* _SET PROBLEM_: From the items below, give the stretch from the line containing "Each instance of the brown fuzzy" through the line containing "pixel 587 54" as a JSON list of strings, with one string per line and blank lines left out.

── DATASET ENTRIES ──

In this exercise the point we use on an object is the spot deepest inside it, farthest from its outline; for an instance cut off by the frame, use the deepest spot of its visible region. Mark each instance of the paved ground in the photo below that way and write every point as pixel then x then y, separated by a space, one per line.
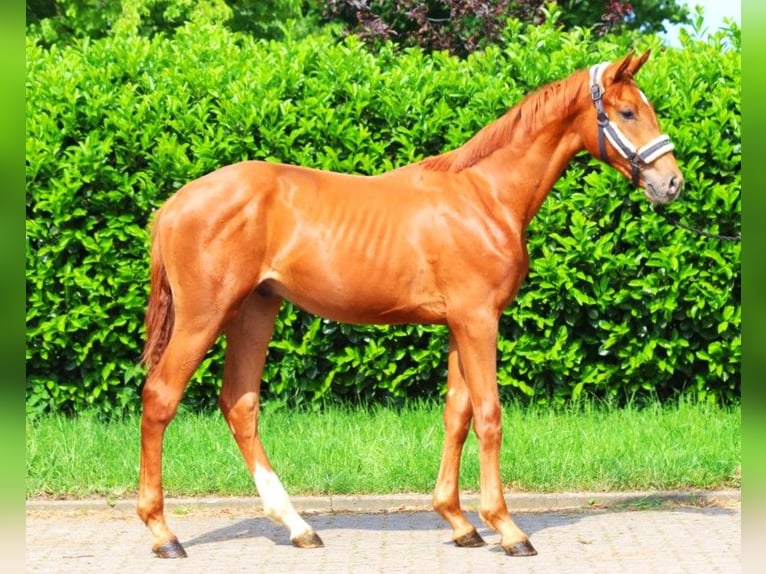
pixel 643 533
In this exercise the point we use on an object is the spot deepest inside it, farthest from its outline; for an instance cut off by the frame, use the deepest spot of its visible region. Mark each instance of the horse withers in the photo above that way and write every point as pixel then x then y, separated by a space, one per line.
pixel 440 241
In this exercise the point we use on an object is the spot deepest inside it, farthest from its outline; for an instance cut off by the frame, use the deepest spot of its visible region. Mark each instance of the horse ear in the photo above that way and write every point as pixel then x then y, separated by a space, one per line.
pixel 636 63
pixel 625 68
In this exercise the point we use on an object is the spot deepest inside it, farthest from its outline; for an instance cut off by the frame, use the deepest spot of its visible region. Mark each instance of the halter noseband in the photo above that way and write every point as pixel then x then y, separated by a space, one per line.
pixel 608 130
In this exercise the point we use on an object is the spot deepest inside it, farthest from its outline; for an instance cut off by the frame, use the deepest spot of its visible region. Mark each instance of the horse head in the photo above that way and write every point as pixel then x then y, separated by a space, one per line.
pixel 621 129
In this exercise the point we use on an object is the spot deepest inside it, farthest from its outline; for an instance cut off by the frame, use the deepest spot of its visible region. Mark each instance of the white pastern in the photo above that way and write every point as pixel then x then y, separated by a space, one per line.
pixel 276 503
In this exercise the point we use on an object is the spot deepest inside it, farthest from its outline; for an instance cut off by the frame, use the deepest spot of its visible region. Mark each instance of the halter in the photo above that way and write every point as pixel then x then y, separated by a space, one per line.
pixel 608 130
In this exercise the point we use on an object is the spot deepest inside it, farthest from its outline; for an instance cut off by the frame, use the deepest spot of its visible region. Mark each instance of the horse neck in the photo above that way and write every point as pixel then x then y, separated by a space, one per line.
pixel 540 140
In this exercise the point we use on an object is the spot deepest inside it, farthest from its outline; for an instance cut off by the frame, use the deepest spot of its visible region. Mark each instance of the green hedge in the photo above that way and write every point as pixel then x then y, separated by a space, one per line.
pixel 618 302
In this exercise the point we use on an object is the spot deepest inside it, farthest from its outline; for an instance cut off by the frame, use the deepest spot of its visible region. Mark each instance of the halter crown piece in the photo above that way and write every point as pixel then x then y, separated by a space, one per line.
pixel 607 129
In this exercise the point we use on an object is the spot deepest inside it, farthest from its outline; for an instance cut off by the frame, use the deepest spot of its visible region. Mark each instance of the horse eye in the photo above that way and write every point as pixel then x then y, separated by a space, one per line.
pixel 627 114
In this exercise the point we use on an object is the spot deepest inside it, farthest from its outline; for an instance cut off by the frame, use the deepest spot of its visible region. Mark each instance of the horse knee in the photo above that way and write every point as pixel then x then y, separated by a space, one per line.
pixel 487 424
pixel 158 407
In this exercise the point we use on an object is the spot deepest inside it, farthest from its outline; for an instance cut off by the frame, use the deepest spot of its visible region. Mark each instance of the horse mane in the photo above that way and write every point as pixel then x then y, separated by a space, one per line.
pixel 552 101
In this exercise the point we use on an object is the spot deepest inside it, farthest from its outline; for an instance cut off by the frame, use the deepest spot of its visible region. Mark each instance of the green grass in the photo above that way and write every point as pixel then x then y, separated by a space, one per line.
pixel 386 450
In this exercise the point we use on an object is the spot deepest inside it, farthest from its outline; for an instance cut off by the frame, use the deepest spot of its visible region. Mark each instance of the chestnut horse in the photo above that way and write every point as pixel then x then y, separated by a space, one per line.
pixel 441 241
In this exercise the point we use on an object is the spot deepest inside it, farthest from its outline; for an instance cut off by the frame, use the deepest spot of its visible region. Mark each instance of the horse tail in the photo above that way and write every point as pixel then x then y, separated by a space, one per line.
pixel 160 315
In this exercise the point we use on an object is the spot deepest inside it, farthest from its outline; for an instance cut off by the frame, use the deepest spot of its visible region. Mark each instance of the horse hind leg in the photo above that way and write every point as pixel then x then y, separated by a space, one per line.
pixel 457 421
pixel 247 339
pixel 161 395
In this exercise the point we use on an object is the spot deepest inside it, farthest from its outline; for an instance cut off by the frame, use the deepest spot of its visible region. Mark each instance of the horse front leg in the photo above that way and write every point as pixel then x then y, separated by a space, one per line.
pixel 247 339
pixel 476 339
pixel 457 422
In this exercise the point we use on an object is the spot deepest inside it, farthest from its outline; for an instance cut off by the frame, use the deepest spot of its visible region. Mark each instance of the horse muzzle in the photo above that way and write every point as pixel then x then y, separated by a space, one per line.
pixel 663 190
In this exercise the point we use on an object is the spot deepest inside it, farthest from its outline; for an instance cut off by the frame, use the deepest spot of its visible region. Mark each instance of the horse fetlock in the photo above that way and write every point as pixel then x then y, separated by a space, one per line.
pixel 307 539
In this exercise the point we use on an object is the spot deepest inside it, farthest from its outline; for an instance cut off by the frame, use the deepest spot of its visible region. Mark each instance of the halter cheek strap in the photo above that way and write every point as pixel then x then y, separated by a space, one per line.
pixel 608 130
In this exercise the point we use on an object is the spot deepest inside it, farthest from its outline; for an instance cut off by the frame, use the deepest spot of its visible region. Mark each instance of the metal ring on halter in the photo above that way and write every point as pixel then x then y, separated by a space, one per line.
pixel 608 130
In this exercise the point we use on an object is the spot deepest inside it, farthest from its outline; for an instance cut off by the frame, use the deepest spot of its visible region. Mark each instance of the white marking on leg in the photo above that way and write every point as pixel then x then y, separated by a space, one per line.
pixel 276 503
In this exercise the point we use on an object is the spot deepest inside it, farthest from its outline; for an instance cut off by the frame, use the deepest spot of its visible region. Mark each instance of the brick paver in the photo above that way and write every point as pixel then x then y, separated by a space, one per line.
pixel 668 539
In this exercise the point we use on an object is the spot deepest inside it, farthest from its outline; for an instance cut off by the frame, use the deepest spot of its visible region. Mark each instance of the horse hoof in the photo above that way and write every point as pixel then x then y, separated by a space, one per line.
pixel 470 540
pixel 523 548
pixel 308 539
pixel 172 549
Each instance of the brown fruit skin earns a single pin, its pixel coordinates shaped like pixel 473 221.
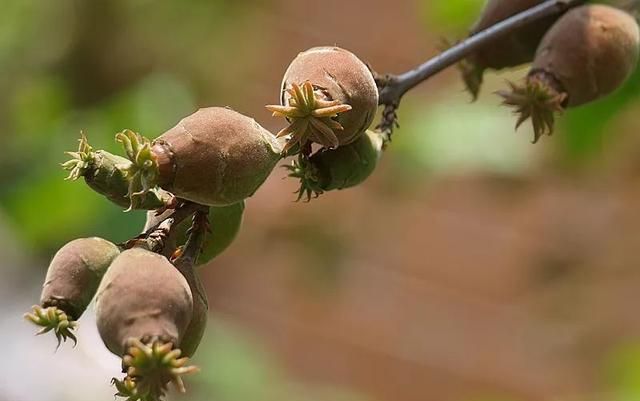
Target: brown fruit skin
pixel 590 51
pixel 75 273
pixel 514 49
pixel 341 76
pixel 142 296
pixel 215 157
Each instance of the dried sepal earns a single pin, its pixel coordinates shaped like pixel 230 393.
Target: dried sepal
pixel 150 366
pixel 311 117
pixel 53 319
pixel 303 170
pixel 81 160
pixel 537 100
pixel 143 171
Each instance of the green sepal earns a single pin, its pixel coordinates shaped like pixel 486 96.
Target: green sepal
pixel 110 176
pixel 308 174
pixel 81 160
pixel 143 171
pixel 150 367
pixel 53 319
pixel 536 99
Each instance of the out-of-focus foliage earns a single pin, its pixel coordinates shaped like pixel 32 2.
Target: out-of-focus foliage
pixel 451 16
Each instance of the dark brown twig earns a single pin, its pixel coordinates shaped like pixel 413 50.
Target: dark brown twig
pixel 393 87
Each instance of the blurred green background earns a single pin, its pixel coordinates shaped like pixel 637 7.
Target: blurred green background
pixel 473 266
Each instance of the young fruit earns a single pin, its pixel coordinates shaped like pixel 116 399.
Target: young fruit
pixel 214 157
pixel 71 282
pixel 586 55
pixel 512 50
pixel 345 167
pixel 143 309
pixel 225 224
pixel 329 97
pixel 105 173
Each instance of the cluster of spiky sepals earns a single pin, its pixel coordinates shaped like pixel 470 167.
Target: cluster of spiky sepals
pixel 306 172
pixel 311 117
pixel 150 366
pixel 143 171
pixel 53 319
pixel 81 161
pixel 535 99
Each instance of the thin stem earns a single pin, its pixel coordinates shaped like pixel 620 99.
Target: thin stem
pixel 393 87
pixel 197 234
pixel 155 237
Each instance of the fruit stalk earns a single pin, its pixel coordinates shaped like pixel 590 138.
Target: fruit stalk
pixel 393 87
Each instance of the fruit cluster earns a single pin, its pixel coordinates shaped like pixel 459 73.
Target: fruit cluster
pixel 151 308
pixel 150 304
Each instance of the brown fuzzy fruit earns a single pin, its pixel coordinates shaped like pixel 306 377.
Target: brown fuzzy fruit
pixel 214 157
pixel 144 307
pixel 512 50
pixel 329 96
pixel 71 282
pixel 142 296
pixel 587 54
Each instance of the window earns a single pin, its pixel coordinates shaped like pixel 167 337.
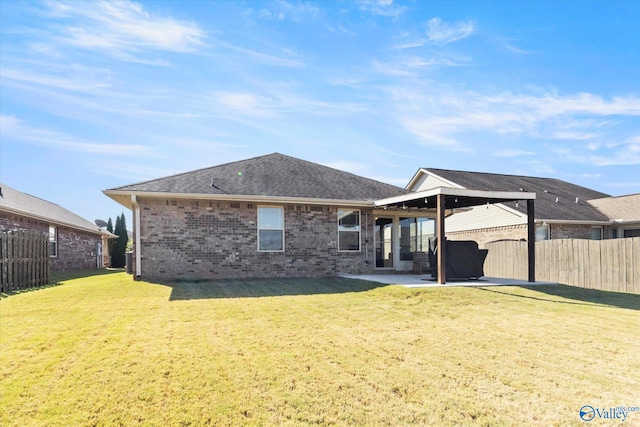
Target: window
pixel 414 236
pixel 542 232
pixel 53 241
pixel 270 229
pixel 348 230
pixel 632 233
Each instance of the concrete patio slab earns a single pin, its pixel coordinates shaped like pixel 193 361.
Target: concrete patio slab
pixel 426 281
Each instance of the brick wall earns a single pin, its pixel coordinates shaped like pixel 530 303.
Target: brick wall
pixel 195 239
pixel 74 246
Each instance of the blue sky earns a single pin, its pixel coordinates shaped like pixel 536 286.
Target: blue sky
pixel 94 95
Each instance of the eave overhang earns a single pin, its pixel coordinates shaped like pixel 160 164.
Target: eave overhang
pixel 124 198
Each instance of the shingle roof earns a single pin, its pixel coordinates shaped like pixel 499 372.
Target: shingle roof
pixel 547 190
pixel 622 207
pixel 273 175
pixel 27 205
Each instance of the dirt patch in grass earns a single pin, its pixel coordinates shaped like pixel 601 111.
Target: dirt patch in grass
pixel 105 350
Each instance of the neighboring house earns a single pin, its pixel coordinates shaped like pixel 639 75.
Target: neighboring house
pixel 623 211
pixel 74 243
pixel 562 210
pixel 269 216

───

* _SOLUTION TO THIS EXERCISE_:
[
  "Each instance of the brown fuzzy fruit earns a single pin, its pixel coordinates shaped like pixel 306 377.",
  "Target: brown fuzzy fruit",
  "pixel 214 157",
  "pixel 144 307",
  "pixel 512 50",
  "pixel 329 96",
  "pixel 71 282",
  "pixel 142 296",
  "pixel 587 54"
]